AVAILABLE DATA start

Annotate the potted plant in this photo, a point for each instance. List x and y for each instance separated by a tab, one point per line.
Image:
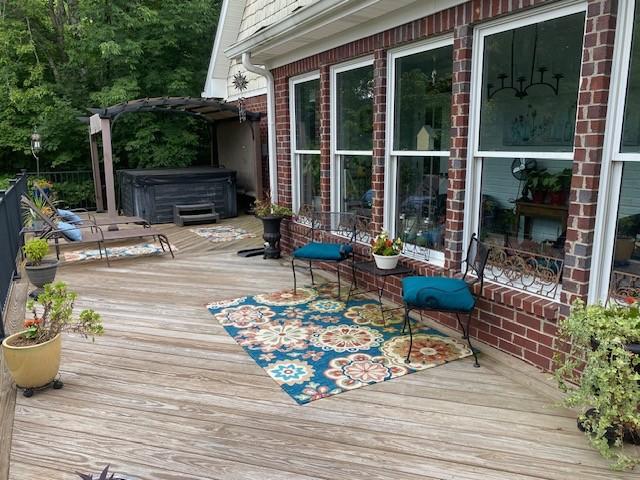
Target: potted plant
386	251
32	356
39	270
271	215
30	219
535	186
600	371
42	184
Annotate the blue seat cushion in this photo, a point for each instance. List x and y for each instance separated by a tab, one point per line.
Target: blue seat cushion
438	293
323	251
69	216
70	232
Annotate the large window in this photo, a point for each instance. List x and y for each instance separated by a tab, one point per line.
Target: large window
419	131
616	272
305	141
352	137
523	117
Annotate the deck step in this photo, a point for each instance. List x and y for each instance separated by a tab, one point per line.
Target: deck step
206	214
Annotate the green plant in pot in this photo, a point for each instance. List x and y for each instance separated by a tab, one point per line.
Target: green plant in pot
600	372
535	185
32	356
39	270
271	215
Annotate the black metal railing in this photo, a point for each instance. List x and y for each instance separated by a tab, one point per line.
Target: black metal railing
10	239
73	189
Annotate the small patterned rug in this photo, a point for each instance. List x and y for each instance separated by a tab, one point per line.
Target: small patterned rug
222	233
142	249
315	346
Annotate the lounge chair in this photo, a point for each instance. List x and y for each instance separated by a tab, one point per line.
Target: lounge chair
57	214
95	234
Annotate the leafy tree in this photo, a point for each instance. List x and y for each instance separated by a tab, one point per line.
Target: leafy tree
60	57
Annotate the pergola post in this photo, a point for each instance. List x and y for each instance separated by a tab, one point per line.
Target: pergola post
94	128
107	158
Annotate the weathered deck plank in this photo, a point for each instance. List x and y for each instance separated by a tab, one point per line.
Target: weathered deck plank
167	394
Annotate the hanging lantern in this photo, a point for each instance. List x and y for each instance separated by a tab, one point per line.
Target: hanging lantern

AVAILABLE DATA end
AVAILABLE DATA start

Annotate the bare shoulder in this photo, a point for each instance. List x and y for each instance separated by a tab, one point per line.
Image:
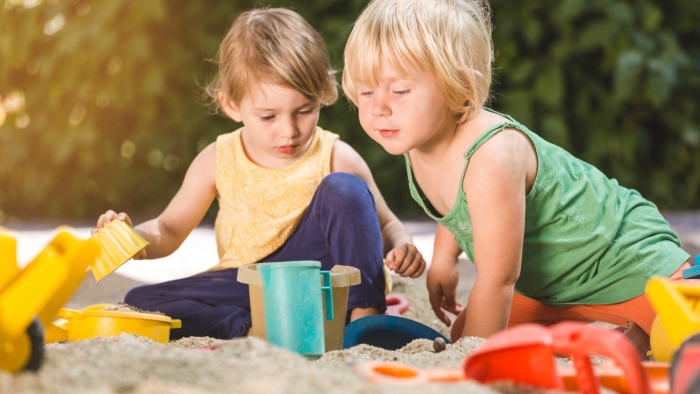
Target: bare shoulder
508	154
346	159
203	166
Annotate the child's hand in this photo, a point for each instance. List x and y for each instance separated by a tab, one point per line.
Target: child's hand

AVAILABLE DATA end

EXERCISE DETAILS:
Rewrite everything above from the line containing "Annotate the black" down to the line containing "Target: hanging lantern", both included, leaving the requests unchanged. Scale each x and y coordinate in the answers by 1.05 and round it to a whole number, with halves rounded up.

CORRECT RESULT:
Annotate the black metal railing in this photo, a point for each instance. List x and y for each instance separated by a tab, one point per line.
Target: black metal railing
11	251
77	198
Annotate the small patterned rug in this photo, a point for each instance. List x and y for each instance separated by a tab, one point per line.
Target: small patterned rug
233	245
149	261
331	363
Annotate the lounge chair in this photo, a point for each instance. List x and y for each instance separated by a tab, one point per line.
Target: lounge chair
60	225
100	246
Annotate the leafy tree in this photo, a point for each instance. List x and y for each instance separated by a tab, one point per line.
Target: leafy tree
63	60
Annotate the pergola post in this photo, a point for each instance. List x and y for each instance separated by a tab, one point per line.
Target: pergola post
99	134
112	166
Annotate the weathered deck plank in this photo, a point for each instance. List x and y for each instance separated by a tab, one point per line.
Target: weathered deck plank
175	414
Annotate the hanging lantern in this photo, a point for each instance. List x and y for each instance separated by a tab, one point per line.
Target: hanging lantern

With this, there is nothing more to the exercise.